*** Input material

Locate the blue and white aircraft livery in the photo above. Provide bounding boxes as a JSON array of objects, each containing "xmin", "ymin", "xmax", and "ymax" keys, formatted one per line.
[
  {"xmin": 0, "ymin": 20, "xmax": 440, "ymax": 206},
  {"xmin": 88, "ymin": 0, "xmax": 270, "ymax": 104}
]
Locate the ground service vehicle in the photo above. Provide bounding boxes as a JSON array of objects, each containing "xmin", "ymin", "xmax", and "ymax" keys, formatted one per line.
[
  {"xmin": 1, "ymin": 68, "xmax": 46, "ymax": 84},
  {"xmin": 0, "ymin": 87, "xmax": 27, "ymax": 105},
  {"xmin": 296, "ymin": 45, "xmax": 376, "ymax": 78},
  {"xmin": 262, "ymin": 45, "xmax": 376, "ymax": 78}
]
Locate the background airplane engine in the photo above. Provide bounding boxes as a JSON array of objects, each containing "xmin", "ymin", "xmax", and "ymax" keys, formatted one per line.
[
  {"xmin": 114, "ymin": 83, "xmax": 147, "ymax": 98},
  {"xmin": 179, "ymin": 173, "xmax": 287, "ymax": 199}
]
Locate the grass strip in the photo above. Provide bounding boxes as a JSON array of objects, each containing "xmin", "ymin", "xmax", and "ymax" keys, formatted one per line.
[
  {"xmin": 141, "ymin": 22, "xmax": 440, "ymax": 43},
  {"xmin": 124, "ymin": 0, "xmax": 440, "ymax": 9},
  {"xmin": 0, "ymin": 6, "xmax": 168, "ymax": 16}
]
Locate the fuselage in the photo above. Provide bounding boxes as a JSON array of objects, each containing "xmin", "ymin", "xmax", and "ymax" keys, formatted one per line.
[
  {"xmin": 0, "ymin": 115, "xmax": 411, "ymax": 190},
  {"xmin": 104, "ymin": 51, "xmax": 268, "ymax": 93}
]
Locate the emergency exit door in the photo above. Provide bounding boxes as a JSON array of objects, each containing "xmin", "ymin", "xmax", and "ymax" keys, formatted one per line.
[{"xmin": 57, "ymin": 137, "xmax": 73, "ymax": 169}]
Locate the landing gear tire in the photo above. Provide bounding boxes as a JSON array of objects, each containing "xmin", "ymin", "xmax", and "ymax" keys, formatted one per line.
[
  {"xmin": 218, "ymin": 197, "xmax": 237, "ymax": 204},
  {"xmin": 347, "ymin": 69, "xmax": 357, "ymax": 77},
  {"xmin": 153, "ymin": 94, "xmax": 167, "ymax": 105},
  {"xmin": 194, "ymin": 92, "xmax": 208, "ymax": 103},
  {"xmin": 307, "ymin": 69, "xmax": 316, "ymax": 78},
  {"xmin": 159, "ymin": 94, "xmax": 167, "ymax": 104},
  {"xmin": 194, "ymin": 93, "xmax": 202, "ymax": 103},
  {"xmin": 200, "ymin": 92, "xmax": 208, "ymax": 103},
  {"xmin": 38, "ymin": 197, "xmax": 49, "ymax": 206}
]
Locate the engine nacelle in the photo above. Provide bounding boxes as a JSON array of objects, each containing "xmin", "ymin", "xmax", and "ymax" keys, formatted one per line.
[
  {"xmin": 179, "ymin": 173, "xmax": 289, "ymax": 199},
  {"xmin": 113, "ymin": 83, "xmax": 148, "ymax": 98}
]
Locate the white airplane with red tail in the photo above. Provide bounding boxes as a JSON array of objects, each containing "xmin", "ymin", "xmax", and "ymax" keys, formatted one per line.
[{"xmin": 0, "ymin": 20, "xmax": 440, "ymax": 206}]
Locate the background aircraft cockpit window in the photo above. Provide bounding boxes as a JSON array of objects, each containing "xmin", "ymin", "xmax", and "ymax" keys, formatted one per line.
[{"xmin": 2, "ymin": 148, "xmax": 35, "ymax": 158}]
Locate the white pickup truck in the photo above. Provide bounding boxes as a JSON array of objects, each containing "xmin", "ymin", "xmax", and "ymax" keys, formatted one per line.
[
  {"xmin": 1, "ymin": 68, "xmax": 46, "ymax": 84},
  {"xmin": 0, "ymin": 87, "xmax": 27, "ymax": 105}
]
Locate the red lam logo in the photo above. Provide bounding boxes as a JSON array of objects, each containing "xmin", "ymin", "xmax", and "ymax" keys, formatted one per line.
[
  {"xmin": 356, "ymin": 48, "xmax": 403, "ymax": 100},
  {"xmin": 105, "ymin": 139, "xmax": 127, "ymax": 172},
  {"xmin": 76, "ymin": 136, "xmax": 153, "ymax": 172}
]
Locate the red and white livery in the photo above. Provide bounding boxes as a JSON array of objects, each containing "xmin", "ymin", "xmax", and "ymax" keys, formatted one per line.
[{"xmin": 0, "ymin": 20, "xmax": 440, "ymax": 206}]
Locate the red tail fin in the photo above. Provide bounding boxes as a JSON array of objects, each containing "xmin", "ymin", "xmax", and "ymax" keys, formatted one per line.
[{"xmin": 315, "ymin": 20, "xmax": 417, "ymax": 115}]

******

Given instruction: Swap "Locate" for "Identify" in every item above, and reproduce the full text with nothing else altered.

Result for this task:
Identify the blue and white aircraft livery in the photo above. Provide bounding boxes as a JSON array of objects, each containing "xmin", "ymin", "xmax", and "ymax" keys, formatted one per line.
[
  {"xmin": 0, "ymin": 20, "xmax": 440, "ymax": 206},
  {"xmin": 88, "ymin": 0, "xmax": 270, "ymax": 104}
]
Identify the ground service vehicle in the photo above. Provide bounding boxes as a JSON array of objects, each containing "xmin", "ymin", "xmax", and "ymax" keys, formatted one per line.
[
  {"xmin": 1, "ymin": 68, "xmax": 46, "ymax": 84},
  {"xmin": 0, "ymin": 87, "xmax": 27, "ymax": 105},
  {"xmin": 296, "ymin": 45, "xmax": 376, "ymax": 78},
  {"xmin": 262, "ymin": 45, "xmax": 376, "ymax": 78}
]
Identify the background airplane engine in the photo above. Provide bounding boxes as a JSON array of objects, each containing "xmin", "ymin", "xmax", and "ymax" keys, formatted one per line.
[
  {"xmin": 114, "ymin": 83, "xmax": 147, "ymax": 98},
  {"xmin": 179, "ymin": 173, "xmax": 287, "ymax": 199}
]
Identify the grass strip in the photo above. Provide bounding boxes as a JSON array of objects, each containing "xmin", "ymin", "xmax", and "ymax" keys, formatted one per line.
[
  {"xmin": 141, "ymin": 22, "xmax": 440, "ymax": 43},
  {"xmin": 124, "ymin": 0, "xmax": 440, "ymax": 9},
  {"xmin": 0, "ymin": 6, "xmax": 168, "ymax": 16}
]
Identify the fuselage in the photo above. Provide bounding boxes as a JSON array of objects, each containing "xmin", "ymin", "xmax", and "ymax" keys, formatted one per line.
[
  {"xmin": 0, "ymin": 115, "xmax": 411, "ymax": 190},
  {"xmin": 104, "ymin": 51, "xmax": 268, "ymax": 93}
]
Identify the emergency exit door in the photo above. Provide bounding boxes as a JSON array of objects, each containing "xmin", "ymin", "xmax", and "ymax" keys, formatted one per line.
[{"xmin": 57, "ymin": 137, "xmax": 73, "ymax": 169}]
Identify the landing gear tire in the photo above. Provide bounding boxes as a JSON array of objects, each containing "xmin", "ymin", "xmax", and "ymax" keys, formatted one per line.
[
  {"xmin": 218, "ymin": 197, "xmax": 237, "ymax": 204},
  {"xmin": 347, "ymin": 69, "xmax": 357, "ymax": 77},
  {"xmin": 153, "ymin": 94, "xmax": 167, "ymax": 105},
  {"xmin": 194, "ymin": 92, "xmax": 208, "ymax": 103},
  {"xmin": 307, "ymin": 69, "xmax": 316, "ymax": 78},
  {"xmin": 159, "ymin": 94, "xmax": 167, "ymax": 104},
  {"xmin": 194, "ymin": 93, "xmax": 202, "ymax": 103},
  {"xmin": 200, "ymin": 92, "xmax": 208, "ymax": 103},
  {"xmin": 38, "ymin": 197, "xmax": 49, "ymax": 206}
]
Identify the engine nacelle in the photo above. Provide bounding boxes as a JSON array of objects, each containing "xmin", "ymin", "xmax", and "ymax" keys, formatted one per line.
[
  {"xmin": 179, "ymin": 173, "xmax": 289, "ymax": 199},
  {"xmin": 113, "ymin": 83, "xmax": 148, "ymax": 98}
]
Identify the white airplane with red tail in the photo above. Provide bounding boxes as a JSON array of objects, each containing "xmin", "ymin", "xmax", and "ymax" keys, formatted one per line.
[{"xmin": 0, "ymin": 20, "xmax": 440, "ymax": 206}]
Identify the background aircraft cockpit window in the photo above. Provide bounding boxes as a JSON array of objects, each containing "xmin", "ymin", "xmax", and "ymax" keys, formatted one per line.
[{"xmin": 2, "ymin": 148, "xmax": 35, "ymax": 158}]
Identify the white pickup truck in the photo above. Provide bounding boxes as a JSON array of objects, each containing "xmin", "ymin", "xmax", and "ymax" keys, formatted one per line.
[
  {"xmin": 1, "ymin": 68, "xmax": 46, "ymax": 84},
  {"xmin": 0, "ymin": 87, "xmax": 27, "ymax": 105}
]
Identify the red lam logo in the photo above. Provide bounding boxes as a JSON array of objects, each containing "xmin", "ymin", "xmax", and "ymax" keys, formatted one per line.
[
  {"xmin": 356, "ymin": 48, "xmax": 403, "ymax": 100},
  {"xmin": 105, "ymin": 139, "xmax": 127, "ymax": 172},
  {"xmin": 76, "ymin": 136, "xmax": 153, "ymax": 172}
]
Identify the red and white livery in the photo above. Provide bounding boxes as a JSON array of objects, each containing "xmin", "ymin", "xmax", and "ymax" keys, formatted one per line.
[{"xmin": 0, "ymin": 20, "xmax": 440, "ymax": 206}]
Identify the red tail fin in the photo above. Provide bounding boxes as a JSON array of objects, each containing "xmin", "ymin", "xmax", and "ymax" keys, formatted one per line.
[{"xmin": 315, "ymin": 20, "xmax": 417, "ymax": 115}]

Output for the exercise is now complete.